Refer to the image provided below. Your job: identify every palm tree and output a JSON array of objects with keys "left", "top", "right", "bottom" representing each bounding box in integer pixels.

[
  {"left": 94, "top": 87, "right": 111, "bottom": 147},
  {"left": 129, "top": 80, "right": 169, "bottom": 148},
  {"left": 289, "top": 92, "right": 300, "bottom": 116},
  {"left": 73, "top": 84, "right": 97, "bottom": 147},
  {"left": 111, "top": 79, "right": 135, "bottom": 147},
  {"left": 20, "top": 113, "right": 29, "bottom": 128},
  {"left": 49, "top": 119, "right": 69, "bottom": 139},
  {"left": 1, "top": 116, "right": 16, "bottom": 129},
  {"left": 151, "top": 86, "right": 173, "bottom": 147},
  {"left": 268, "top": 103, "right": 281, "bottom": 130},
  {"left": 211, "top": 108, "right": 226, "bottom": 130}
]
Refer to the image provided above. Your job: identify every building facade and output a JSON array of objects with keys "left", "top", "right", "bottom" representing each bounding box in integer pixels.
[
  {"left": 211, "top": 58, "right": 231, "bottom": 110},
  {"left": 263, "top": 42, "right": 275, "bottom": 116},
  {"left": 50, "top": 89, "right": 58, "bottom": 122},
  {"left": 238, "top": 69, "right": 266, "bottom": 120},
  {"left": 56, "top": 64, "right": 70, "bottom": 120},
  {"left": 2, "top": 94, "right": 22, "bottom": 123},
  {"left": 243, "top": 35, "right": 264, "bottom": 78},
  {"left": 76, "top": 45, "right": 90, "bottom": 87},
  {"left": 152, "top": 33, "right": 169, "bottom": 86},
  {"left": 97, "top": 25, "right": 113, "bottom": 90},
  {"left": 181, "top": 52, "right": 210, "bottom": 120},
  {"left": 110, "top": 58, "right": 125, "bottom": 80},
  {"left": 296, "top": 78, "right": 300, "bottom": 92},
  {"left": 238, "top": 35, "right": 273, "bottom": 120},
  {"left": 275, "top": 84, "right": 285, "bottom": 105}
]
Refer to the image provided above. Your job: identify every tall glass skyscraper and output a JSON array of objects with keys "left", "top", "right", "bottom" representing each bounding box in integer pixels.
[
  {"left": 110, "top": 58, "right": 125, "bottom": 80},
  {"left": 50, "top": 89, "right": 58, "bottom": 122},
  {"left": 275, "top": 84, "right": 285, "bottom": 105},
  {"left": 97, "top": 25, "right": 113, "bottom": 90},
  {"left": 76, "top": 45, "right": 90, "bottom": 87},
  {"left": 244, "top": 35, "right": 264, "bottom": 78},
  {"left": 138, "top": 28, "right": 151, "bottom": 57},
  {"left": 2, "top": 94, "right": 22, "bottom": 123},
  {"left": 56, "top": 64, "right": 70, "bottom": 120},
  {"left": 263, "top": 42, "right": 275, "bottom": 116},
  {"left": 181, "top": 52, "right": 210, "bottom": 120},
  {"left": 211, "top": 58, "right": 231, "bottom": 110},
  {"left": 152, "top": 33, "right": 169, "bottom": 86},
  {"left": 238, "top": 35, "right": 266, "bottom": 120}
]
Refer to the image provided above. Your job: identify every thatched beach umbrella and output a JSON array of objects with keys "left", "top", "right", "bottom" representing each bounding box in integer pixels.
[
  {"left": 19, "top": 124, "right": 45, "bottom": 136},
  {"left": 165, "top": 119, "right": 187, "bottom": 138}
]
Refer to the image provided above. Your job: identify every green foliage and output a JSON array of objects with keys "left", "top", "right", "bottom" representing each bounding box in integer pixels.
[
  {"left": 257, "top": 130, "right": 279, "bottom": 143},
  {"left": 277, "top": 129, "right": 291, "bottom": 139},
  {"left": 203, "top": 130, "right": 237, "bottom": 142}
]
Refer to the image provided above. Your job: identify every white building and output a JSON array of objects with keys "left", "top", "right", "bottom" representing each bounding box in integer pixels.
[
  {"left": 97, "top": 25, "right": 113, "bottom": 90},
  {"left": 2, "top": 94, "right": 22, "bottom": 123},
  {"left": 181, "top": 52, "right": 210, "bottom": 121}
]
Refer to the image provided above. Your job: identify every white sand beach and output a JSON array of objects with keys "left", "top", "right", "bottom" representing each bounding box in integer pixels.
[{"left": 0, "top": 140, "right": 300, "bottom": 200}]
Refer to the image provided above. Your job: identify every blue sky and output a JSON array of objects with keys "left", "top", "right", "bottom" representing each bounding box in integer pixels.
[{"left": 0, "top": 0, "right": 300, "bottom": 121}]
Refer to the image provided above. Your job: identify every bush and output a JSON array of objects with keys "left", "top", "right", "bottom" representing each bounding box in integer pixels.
+===+
* Your task *
Pull out every line of the entries above that contains the string "building".

* Result of this task *
Refer to the image provided above. Your job: identify every building facade and output a JSON array of objects with keys "left", "top", "right", "bottom" representing each bounding box in integer pixels.
Refer to the image provided above. Your job: identify every white building and output a JSON array of objects with keys "left", "top", "right", "bottom" representing each bounding box in integer pixels.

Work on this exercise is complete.